#### SELECTED EXTRACT:
((
Branch’s genuine strengths: Flexible repayment periods, loan limits up to KES 70,000 for established users, and a cleaner user interface than Tala. CRB reporting means timely repayment builds your credit history.
Branch’s genuine weaknesses: Rate is not transparent until you are mid-application — you cannot easily compare Branch’s rate for your profile against Tala’s before applying. New borrower rates are among the most expensive in the market. The 60–90 day CRB listing timeline is less aggressive than Tala’s 30 days but still carries the same five-year consequence once triggered. See our CRB Kenya 2026 guide for the full picture.
The Master Cost Comparison: Real Shillings Across All Options
The tables below include KCB M-Pesa and Hustler Fund as benchmarks — not to pad the comparison, but because most Kenyan borrowers have access to both and the cost difference is too significant to omit.
))
#### DATA SHOWN:
((
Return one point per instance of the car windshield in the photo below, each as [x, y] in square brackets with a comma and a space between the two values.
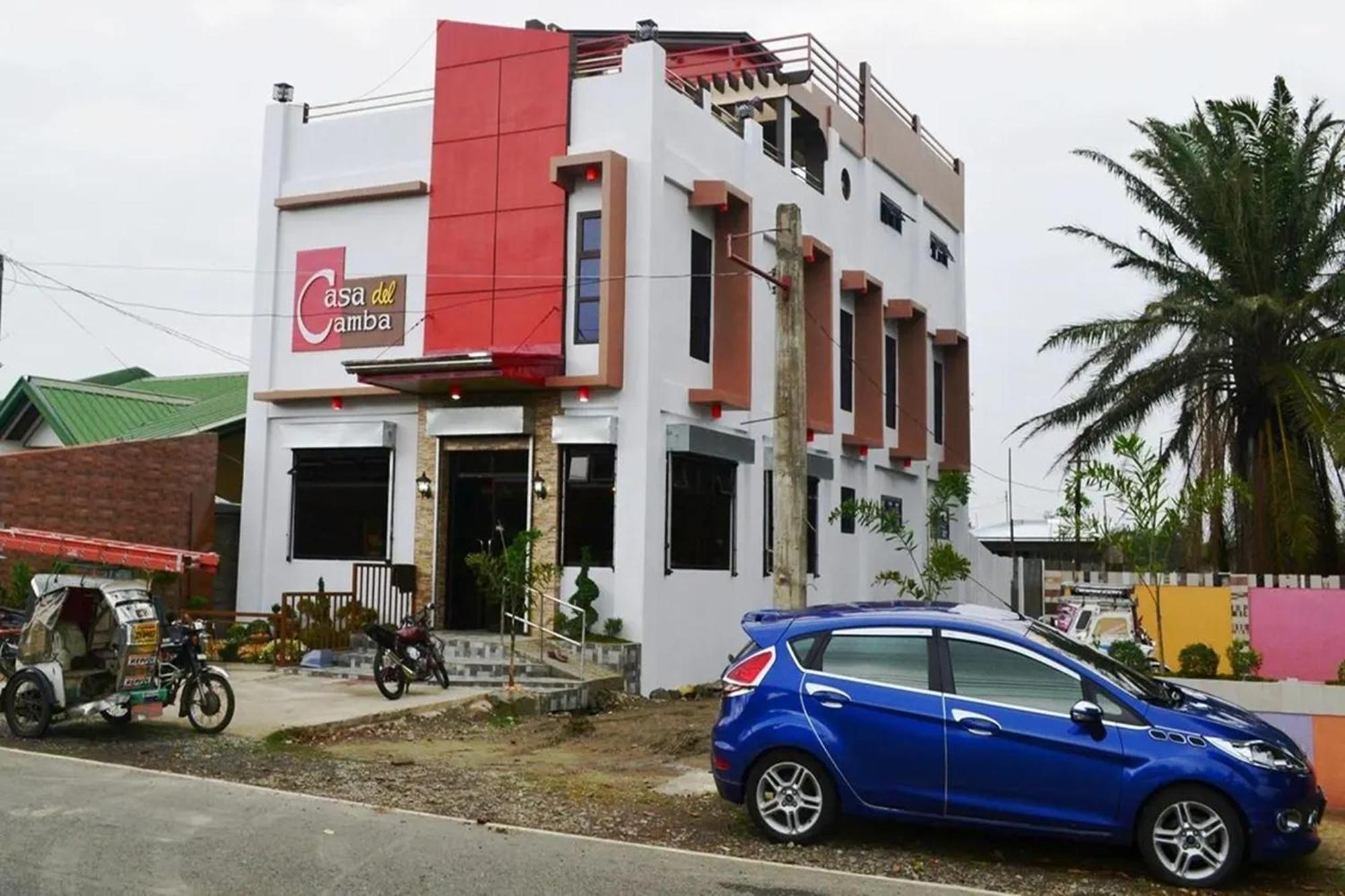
[1133, 682]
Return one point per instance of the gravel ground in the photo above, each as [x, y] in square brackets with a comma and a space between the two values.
[595, 775]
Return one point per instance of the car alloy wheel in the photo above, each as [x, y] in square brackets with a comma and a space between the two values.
[789, 798]
[1191, 840]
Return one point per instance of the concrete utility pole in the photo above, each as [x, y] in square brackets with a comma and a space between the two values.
[792, 401]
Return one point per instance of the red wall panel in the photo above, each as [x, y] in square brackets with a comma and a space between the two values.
[497, 231]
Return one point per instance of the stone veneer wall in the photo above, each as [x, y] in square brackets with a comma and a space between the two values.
[431, 544]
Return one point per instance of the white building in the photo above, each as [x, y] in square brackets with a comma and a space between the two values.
[490, 288]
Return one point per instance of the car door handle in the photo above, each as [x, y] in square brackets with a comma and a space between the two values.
[976, 723]
[828, 696]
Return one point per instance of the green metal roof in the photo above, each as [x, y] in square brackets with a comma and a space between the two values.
[137, 407]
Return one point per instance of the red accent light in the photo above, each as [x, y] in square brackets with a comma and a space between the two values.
[748, 673]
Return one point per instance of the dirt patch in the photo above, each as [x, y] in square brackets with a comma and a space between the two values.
[598, 775]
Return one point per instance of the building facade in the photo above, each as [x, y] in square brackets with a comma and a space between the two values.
[510, 302]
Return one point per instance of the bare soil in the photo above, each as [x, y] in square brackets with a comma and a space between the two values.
[597, 775]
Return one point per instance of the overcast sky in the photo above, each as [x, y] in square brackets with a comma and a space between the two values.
[132, 136]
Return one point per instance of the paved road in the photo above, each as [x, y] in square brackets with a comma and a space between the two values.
[73, 826]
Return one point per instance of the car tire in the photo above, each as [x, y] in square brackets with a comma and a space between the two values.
[792, 797]
[1191, 836]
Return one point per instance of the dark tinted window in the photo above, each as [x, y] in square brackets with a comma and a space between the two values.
[701, 495]
[340, 503]
[703, 260]
[588, 499]
[847, 361]
[884, 658]
[588, 260]
[1001, 676]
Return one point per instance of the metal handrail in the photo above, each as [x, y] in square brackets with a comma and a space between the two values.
[529, 624]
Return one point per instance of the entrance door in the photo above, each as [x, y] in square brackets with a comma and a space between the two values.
[488, 507]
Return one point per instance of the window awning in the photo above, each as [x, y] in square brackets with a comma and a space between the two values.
[439, 373]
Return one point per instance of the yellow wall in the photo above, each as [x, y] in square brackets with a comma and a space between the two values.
[1191, 614]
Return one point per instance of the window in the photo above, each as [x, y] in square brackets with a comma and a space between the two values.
[892, 507]
[340, 503]
[985, 671]
[890, 380]
[588, 501]
[703, 261]
[769, 549]
[938, 403]
[847, 361]
[701, 498]
[939, 251]
[890, 213]
[891, 659]
[588, 260]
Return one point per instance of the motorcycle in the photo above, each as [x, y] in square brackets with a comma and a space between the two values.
[208, 698]
[407, 654]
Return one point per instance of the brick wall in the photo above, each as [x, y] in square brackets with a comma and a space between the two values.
[159, 493]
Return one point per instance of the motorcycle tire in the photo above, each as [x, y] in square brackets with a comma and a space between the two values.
[210, 702]
[389, 676]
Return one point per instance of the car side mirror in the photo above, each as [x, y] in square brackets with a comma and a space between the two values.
[1086, 713]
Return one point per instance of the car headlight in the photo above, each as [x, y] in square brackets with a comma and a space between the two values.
[1260, 752]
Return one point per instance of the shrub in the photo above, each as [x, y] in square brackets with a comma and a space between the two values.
[1199, 661]
[1130, 654]
[1243, 658]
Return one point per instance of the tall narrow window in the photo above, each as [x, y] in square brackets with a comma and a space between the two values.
[847, 361]
[938, 403]
[588, 503]
[701, 501]
[588, 260]
[890, 380]
[769, 501]
[703, 261]
[340, 503]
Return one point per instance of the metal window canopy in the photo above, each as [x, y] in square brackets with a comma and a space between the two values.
[711, 443]
[475, 369]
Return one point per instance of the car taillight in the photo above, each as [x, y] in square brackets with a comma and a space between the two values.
[748, 673]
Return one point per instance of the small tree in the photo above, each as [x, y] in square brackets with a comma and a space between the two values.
[510, 579]
[942, 564]
[1151, 518]
[584, 598]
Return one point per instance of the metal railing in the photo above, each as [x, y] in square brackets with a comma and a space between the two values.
[369, 104]
[529, 624]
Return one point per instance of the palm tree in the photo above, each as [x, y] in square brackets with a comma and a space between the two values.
[1245, 337]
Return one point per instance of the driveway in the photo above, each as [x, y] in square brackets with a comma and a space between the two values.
[268, 700]
[75, 826]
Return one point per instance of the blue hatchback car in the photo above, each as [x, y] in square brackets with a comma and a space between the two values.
[974, 716]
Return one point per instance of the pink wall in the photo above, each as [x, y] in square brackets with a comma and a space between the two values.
[1300, 633]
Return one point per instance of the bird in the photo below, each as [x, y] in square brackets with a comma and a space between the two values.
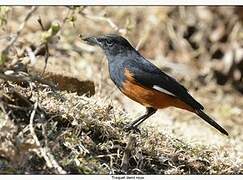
[142, 81]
))
#### TASK GOAL:
In the loan comparison text, how much can established users borrow from Branch at most? The listing comes from a different source than the loan comparison text.

#### WRITTEN REPLY:
Up to KES 70,000.